((

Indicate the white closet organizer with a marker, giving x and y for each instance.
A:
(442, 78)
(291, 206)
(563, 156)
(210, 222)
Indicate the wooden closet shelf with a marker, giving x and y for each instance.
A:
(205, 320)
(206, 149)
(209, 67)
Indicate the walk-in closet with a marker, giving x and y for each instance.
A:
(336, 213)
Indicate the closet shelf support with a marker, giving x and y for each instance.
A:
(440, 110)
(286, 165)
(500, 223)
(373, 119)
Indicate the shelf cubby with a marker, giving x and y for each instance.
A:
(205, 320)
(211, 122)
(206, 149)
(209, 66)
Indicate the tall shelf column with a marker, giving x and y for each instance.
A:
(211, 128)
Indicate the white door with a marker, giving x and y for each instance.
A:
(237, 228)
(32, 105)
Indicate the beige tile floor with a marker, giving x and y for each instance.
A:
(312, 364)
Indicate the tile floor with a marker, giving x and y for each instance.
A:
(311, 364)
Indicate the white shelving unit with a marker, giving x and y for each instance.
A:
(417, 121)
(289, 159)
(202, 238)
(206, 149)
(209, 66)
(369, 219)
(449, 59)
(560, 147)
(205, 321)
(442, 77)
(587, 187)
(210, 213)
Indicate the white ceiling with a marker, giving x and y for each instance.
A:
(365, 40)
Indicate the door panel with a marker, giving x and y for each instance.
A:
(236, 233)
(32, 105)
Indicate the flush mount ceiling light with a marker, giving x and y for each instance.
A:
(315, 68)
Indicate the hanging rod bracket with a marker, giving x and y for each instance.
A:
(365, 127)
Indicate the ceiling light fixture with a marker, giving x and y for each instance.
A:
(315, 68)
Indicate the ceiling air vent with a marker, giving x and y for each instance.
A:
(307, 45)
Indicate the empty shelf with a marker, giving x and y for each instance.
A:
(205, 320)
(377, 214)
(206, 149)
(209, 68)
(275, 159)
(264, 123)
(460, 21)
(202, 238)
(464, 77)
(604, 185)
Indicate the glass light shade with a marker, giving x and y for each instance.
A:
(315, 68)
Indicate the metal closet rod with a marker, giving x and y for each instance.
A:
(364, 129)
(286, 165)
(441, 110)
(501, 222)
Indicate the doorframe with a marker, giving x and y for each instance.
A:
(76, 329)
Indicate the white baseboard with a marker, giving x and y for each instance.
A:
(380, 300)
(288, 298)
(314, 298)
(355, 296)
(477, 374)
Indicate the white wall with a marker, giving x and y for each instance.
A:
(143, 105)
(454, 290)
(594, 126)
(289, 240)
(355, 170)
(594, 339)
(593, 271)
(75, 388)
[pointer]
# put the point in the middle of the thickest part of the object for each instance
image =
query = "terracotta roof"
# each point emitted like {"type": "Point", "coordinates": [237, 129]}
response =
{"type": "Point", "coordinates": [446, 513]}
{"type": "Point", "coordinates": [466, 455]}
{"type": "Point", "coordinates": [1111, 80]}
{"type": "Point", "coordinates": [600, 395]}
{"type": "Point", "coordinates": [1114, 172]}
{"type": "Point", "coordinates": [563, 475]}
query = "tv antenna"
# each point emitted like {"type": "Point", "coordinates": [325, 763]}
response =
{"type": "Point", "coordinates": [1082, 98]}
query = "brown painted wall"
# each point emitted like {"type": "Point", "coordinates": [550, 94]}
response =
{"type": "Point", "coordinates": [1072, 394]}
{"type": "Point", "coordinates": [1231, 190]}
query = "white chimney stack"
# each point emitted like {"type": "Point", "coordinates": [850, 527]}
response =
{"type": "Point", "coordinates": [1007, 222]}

))

Would you print, exactly as written, every line above from the one holding "Indicate the shelf" through the one holding "Indicate the white door", with both included and no other lines?

Indicate the shelf cubby with a marker, giving x and y for each instance.
A:
(205, 320)
(211, 122)
(206, 149)
(209, 66)
Indicate the tall shelf column with a marker, giving x and y for each instance.
A:
(211, 128)
Indicate the white door with a marker, giving x and y for each instance.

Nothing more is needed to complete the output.